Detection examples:
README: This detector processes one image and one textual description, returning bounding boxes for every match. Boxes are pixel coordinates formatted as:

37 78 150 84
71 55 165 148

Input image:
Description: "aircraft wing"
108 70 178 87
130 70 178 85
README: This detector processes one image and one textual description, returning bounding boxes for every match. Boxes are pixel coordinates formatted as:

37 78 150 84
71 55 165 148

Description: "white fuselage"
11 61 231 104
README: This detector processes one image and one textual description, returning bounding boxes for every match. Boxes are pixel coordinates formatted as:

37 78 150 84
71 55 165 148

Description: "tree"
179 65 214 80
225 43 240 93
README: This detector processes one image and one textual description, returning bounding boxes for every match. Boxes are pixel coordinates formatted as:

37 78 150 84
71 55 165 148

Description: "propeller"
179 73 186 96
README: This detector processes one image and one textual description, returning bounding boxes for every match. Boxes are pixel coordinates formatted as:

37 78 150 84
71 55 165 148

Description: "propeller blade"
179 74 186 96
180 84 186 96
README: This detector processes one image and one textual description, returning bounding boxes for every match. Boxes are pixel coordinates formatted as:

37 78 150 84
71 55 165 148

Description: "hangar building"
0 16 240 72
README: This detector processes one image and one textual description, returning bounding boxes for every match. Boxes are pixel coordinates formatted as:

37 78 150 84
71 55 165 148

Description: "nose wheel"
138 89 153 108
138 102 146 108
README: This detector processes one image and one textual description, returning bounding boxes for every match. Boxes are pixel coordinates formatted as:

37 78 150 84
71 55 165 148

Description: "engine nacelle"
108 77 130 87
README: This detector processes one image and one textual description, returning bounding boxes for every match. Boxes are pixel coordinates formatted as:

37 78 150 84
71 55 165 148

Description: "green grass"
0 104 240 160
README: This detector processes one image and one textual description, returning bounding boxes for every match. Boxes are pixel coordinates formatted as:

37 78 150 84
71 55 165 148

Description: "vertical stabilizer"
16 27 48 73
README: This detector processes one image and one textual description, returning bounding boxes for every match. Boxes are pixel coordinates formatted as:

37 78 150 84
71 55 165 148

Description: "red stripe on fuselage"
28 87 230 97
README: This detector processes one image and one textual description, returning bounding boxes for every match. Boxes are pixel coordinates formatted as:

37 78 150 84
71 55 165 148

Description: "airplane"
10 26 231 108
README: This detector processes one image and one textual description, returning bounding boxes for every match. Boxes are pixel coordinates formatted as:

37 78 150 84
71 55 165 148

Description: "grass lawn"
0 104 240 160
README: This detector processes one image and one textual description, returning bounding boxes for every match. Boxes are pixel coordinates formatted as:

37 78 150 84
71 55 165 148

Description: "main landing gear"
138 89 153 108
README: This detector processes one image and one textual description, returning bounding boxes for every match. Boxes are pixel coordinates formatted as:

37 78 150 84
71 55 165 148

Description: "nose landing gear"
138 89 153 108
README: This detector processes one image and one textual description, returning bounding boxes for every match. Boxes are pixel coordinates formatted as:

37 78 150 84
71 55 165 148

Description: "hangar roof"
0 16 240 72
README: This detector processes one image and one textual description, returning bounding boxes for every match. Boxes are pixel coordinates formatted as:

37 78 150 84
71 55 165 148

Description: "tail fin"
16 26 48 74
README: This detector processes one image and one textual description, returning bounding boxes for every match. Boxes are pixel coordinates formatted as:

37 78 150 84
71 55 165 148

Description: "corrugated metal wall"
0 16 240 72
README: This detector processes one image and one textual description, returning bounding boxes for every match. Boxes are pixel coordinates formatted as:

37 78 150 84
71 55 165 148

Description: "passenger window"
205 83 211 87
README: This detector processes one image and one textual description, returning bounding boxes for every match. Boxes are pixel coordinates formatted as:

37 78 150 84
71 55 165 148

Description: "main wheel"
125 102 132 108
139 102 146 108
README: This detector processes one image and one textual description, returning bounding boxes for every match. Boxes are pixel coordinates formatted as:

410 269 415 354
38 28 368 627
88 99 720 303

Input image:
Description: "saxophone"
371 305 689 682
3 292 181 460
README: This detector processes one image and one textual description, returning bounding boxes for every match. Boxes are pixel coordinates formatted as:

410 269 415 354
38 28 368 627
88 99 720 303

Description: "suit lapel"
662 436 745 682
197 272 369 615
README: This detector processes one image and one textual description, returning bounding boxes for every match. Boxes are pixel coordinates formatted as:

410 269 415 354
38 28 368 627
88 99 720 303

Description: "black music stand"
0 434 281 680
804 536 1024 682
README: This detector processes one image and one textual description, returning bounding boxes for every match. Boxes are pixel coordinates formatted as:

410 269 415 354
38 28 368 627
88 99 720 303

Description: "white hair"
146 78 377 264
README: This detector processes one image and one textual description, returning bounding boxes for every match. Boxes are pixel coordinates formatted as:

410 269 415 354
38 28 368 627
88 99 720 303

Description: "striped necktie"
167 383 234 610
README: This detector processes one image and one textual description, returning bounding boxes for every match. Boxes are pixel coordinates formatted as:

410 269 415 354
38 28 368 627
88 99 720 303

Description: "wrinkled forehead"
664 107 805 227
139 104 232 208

#### WHAT YOU NEED TO DO:
Update all of the material above, replacing every occurrence of "textual description" with "text query" and leaving everything else as it is.

#### SOLUTION TO THE EXERCISE:
README: This detector processes one image and one text query, returning bounding boxes for every match. Boxes are pixel coordinates formatted as:

37 78 150 84
71 55 165 148

Input image:
Description: "aircraft wing"
108 70 178 87
130 70 178 85
README: This detector processes one image and one text query, returning bounding boxes for every match. Boxes are pixel coordinates formatted as:

37 78 150 84
71 55 165 148

Description: "white fuselage"
11 61 231 104
README: This detector processes one image and one text query, returning bounding boxes for every match. Boxes are pixel coordinates formatted as:

37 78 150 84
71 55 165 148

Description: "tree"
179 65 214 80
225 43 240 93
README: This detector processes one image and one text query, returning bounding boxes for every match. Boxes are pixel coordinates formatted as:

37 78 150 84
71 55 165 148

Description: "propeller"
179 73 186 96
README: This detector processes one image and one text query, returning bounding boxes for every match. Boxes are pixel coordinates formatted as:

37 78 150 84
71 55 165 148

Description: "propeller blade"
179 74 186 96
180 84 186 96
README: This detector processes one image and one text query, returning bounding boxes for every match. Boxes are pixel coordinates formatted as:

37 78 150 84
71 55 165 148

Description: "hangar building"
0 16 240 72
README: This detector processes one image and one text query, returning bounding boxes for every match. Boxes are pixel coordinates formatted as:

37 78 150 84
71 55 165 148

Description: "nose wheel"
138 89 153 108
138 102 146 108
README: This detector processes one image and one text query, returning bounding boxes for every match. Boxes are pixel coordinates formatted as:

37 78 150 84
71 55 165 148

Description: "engine nacelle"
108 77 130 87
README: This detector processes one image and one text query, returning bounding boxes for every match. Boxes are pixel coordinates formatted as:

37 78 150 84
71 55 165 148

Description: "green grass"
0 104 240 160
README: This detector processes one image and one text query, returning bounding boxes for every match. Boxes are pixel coordinates formatted as:

37 78 150 84
71 55 165 148

Description: "vertical stabilizer"
16 27 48 73
README: This detector processes one image and one text query, returning bounding boxes for every match. Boxes are pixel coordinates formatted as:

37 78 150 84
71 55 165 148

Description: "red stripe on fuselage"
28 87 230 97
README: This detector processes one image and one text query, returning bounding boxes for every match. Boxes are pixel coordinates formatted as:

37 78 150 84
71 55 165 148

Description: "airplane"
10 26 231 108
README: This detector processes one image and one text query, returning bounding boxes for every match. Boxes are pixel coordinates formatted as:

37 78 150 84
71 55 165 148

Description: "grass lawn"
0 104 240 160
README: This detector processes one image and one text query, returning bounding boxes for every match. Boxes are pixel coordinates formatted as:

37 78 150 84
71 55 165 148

Description: "main landing gear"
138 89 153 108
README: This detector processes one image and one text query, returning bounding boxes for every match. Boxes are pixel coordinates formatted as:

37 78 150 84
71 55 165 148

Description: "nose landing gear"
138 89 153 108
README: This detector processes one image and one text query, returning bounding boxes for every match. Boxes are pixel coordinates formatted as:

37 78 150 84
71 55 165 148

Description: "hangar roof"
0 16 240 72
README: This detector processes one image and one text query, returning bounding boxes for every match. Boxes are pixel coordinates formatted as:

37 78 150 84
71 55 165 148

Description: "tail fin"
16 26 48 74
README: This detector processes one image and one text query, returning bounding boxes for every match. Boxes are pixel coordinates formatted as:

37 78 150 84
71 55 165 148

Description: "corrugated metal wall"
0 16 240 72
README: This detector processes one image and one text query, returning bounding boxes for every match. Boxes are pixel coordinates formatted as:

37 78 150 84
71 55 165 148

Description: "passenger window"
205 83 211 87
README: This detector processes one image and one text query, returning bounding boxes for every match. Boxes are pixel coordinates formatted as:

37 78 150 84
71 55 165 148

Description: "main wheel"
125 102 132 108
139 102 146 108
README: This detector processes one image and one text query, returning bounding boxes for every match. Boxes are pixel coordinates formatted as:

410 269 415 354
38 28 368 627
88 99 720 303

Input image:
Description: "saxophone"
371 305 689 682
3 292 181 460
README: This detector processes one image and one text query, returning bounding boxes for every match. Boxes are pixel coordinates formatted as:

410 269 415 354
38 28 368 627
88 99 720 303

Description: "suit lapel"
662 436 745 682
197 272 369 615
README: This detector processes one image and one text query, returning bounding boxes for every match. Boxes are pixel coordinates formatted as:

410 269 415 354
38 28 368 627
88 99 720 303

Description: "black music stand"
0 434 281 680
804 536 1024 682
README: This detector processes one image and one text query, returning bounding boxes for every match. Boxes are pixel coordinates formatted as:

410 269 415 354
38 28 368 627
88 99 720 303

Description: "white hair"
146 78 377 264
README: This detector processes one image and one text query, returning bounding boxes for every match. Boxes are pixel coordinates formatted as:

410 269 415 354
38 28 368 627
88 99 720 303

Description: "striped necktie"
167 383 234 610
README: This detector processes one image and one text query, returning bounding boxes for every match. Boxes are pixel coordinates formatted as:

410 269 415 354
38 28 368 627
88 99 720 303

Description: "wrinkled forehead"
664 107 805 227
139 104 232 208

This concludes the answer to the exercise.